> **EXERCISE INSTRUCTIONS**
Reproduce every one of the entries below word for word, changing nothing.

> **PROVIDED DATA**

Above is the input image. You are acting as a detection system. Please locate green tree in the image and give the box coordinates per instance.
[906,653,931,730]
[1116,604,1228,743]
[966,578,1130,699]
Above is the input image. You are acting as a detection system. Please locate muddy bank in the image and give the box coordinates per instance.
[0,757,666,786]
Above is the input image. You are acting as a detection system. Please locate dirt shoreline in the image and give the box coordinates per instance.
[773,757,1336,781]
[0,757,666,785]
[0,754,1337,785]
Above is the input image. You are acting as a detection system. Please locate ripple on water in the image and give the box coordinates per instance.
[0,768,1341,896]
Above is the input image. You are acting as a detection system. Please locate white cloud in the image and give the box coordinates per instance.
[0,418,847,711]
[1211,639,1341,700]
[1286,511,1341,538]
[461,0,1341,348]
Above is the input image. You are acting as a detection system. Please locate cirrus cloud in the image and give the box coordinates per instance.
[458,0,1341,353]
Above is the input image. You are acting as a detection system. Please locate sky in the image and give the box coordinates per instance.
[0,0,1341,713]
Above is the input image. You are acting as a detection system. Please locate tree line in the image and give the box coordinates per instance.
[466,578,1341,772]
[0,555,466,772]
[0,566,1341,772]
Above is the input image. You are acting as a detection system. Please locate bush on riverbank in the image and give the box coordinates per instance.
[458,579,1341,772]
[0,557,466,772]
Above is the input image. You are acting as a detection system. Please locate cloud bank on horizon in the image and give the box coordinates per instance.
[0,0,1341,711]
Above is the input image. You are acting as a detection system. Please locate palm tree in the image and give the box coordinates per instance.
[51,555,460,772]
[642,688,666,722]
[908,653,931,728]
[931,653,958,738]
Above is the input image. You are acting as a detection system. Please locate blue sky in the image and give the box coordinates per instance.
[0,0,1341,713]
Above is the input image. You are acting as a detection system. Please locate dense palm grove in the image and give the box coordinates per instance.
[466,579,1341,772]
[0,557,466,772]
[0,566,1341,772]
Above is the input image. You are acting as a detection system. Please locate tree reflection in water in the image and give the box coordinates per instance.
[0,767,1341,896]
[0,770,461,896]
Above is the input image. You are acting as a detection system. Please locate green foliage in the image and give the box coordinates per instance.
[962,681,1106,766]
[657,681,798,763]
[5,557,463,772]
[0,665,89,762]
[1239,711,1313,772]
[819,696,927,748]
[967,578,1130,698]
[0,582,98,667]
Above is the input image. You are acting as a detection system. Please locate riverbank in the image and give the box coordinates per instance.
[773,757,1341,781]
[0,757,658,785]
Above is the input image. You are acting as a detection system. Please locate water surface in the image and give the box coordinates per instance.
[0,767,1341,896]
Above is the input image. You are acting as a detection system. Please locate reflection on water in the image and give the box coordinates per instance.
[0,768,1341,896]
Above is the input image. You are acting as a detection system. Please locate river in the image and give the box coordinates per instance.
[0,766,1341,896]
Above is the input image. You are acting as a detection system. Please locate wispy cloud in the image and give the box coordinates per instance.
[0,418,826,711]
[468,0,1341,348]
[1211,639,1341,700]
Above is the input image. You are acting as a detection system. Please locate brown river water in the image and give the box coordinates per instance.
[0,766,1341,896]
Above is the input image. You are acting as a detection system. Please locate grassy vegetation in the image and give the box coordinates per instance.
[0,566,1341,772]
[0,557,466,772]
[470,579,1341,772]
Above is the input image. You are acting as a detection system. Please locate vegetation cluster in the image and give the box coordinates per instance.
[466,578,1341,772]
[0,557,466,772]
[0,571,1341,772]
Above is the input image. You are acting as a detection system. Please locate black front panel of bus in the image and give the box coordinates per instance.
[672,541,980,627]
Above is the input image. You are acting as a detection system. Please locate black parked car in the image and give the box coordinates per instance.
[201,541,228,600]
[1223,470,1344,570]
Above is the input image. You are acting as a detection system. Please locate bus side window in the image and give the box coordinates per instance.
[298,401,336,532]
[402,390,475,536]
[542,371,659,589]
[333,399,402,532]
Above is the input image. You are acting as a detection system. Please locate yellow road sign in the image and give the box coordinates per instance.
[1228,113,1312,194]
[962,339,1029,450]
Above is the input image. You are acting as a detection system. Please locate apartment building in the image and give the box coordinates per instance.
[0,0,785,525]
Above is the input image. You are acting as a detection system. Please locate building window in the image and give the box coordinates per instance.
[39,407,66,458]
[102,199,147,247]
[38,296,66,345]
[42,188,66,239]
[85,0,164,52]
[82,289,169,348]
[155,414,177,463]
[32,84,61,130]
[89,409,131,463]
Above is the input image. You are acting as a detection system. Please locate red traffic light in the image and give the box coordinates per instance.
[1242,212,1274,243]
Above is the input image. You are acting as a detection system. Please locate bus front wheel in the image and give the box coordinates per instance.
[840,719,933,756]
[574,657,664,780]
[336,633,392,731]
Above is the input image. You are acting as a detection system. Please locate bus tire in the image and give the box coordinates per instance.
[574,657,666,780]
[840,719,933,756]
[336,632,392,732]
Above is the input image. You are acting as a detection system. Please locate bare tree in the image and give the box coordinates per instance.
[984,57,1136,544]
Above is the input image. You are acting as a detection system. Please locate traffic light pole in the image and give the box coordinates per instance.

> **EXPECTED ANSWER**
Above is the input image. You are acting as a detection system. Please locate green tree in the image and give the box coordinates per instance.
[906,653,931,730]
[1116,604,1228,743]
[966,578,1130,699]
Above is the input image. You are acting as a detection system. Please locate muddy bank in the image and give the box coordinates per instance.
[0,757,666,786]
Above is the input image. You are acting as a detection system. Please locate dirt shoreline in the image and give the box coordinates per instance.
[773,757,1336,781]
[0,757,666,785]
[0,754,1337,785]
Above is the input image. You are acting as a detection system. Please locate ripple on water in the image and give the box coordinates per instance.
[0,768,1341,896]
Above is the input image. You are acting as a detection system. Please locate white cloud in the image and give the box coordinates per instance.
[0,418,847,711]
[1211,639,1341,700]
[1286,511,1341,538]
[461,0,1341,348]
Above is the input image. You are acting as a detection system. Please locate cirrus cloud in the image and give the box coordinates per instance.
[458,0,1341,353]
Above is the input image. You are acting as a detection system. Please locate sky in the image and give the box coordinates per instance.
[0,0,1341,713]
Above is the input image. You are acting as a detection system. Please locate tree line in the image and give the box coordinates per instance.
[466,578,1341,772]
[0,555,466,772]
[0,566,1341,772]
Above is the input image. You are acting as a detection system. Please locate bush on riverbank in the image and give the box coordinates per instance.
[458,579,1341,772]
[0,557,466,772]
Above is the input image. You are acting as a detection system. Please locate cloud bank on horizon in the image and give the box coordinates per instance.
[0,0,1341,711]
Above is the input image. You are acting as a detection system. Please locate palm tree in the image and give the box coordinates per instance.
[51,555,460,772]
[642,688,666,722]
[908,653,931,728]
[931,653,958,738]
Above is the input image. You are acting as a detection system. Please locate blue sky in the image and give the box coordinates per instance.
[0,0,1341,713]
Above is the input image. You are acting as a detection system. Please locate dense palm grove in the image and give the box coordinates per instance.
[466,579,1341,772]
[0,557,466,772]
[0,566,1341,772]
Above is the input image. You are acting as a detection system. Please locate tree reflection in water in the image and give the box coordinates per instance.
[0,767,1341,896]
[0,770,461,896]
Above is the input image. You are acting as a detection system. Please locate green foliage in the image and give the box coordinates per instance.
[962,681,1106,766]
[657,681,798,763]
[5,557,463,772]
[0,665,89,762]
[1239,711,1313,772]
[819,696,927,748]
[967,578,1130,698]
[0,582,98,667]
Above is the input image. You are acting as a detection system. Please locate riverbank in the image and give the box coordinates per instance.
[773,757,1341,781]
[0,757,658,785]
Above is the input image. You are acting as a detection system. Please locate water surface in the image and give the box coordinates per instance.
[0,767,1341,896]
Above is the input image. You are acting as a detection system. Please locate reflection on water in the image and give the box coordinates per instance.
[0,768,1341,896]
Above is the input image. You are acting as a detection system. Please locate river in the image and give the box coordinates per instance.
[0,766,1341,896]
Above is the input image. You are acting as a detection system. Please locate wispy cloud in the image and give the box coordinates per instance.
[0,418,826,711]
[468,0,1341,348]
[1211,639,1341,700]
Above is the input image. You are acting as a detection system. Please locate brown river water in the image and give the box coordinates per instance.
[0,766,1341,896]
Above is the input image. You are acting as a detection system. Please locate grassy vegetation in the image and give the box coordinates per instance.
[0,566,1341,772]
[0,557,466,772]
[470,579,1341,772]
Above is the input image. You are acting as a detection system. Please locate vegetation cluster in the image and give the box coordinates per instance.
[466,578,1341,772]
[0,557,466,772]
[0,571,1341,772]
Above is the input image. You are acting as a detection system. Please locate black front panel of bus in the image and give the box coordinates per instance.
[672,541,980,627]
Above is the input image. You are acting as a detection system. Please locate black parked car in the image and give the box coordinates per instance.
[201,541,228,600]
[1223,470,1344,570]
Above is the input image. You are acting as a detection system. Please locate bus side window in the image and give the box coordinates per instance.
[298,401,336,532]
[402,390,475,536]
[542,371,659,589]
[333,399,402,532]
Above is the input image. You are acting as a detection system. Please locate yellow road sign in the image and give the box coordinates per instance.
[1228,113,1312,194]
[962,339,1029,450]
Above is the input image. You are acting as a detection system. Please locate apartment building in the image and give the box coordinates per instance.
[0,0,785,525]
Above is the input image. You are acting as a detection system. Please locate building window in the image and give the box coordinates per instance.
[39,407,66,458]
[102,199,147,247]
[38,296,66,345]
[42,188,66,239]
[85,0,164,52]
[82,289,169,348]
[155,414,177,463]
[32,84,61,130]
[89,409,131,463]
Above is the input image. You are acting as a detection system. Please locate red traffic light in the image and give the box coordinates per instance.
[1242,212,1274,243]
Above is the input image. You are acting as a detection system. Please locate bus front wheel in the image and give the box coordinates per instance.
[840,719,933,756]
[574,657,664,780]
[336,633,392,731]
Above is the input image. You are acting as a detection system. Please locate bus tire in the image and give the box coordinates per instance.
[574,657,666,780]
[840,719,933,756]
[336,632,392,732]
Above is the input image. You are acting as a detection system. Please locate bare tree in the image and give the box coordinates per instance.
[984,57,1136,544]
Above is the input image. You are acting as a detection system. Please locate traffic light pole in the image and give the box coordinates per instance.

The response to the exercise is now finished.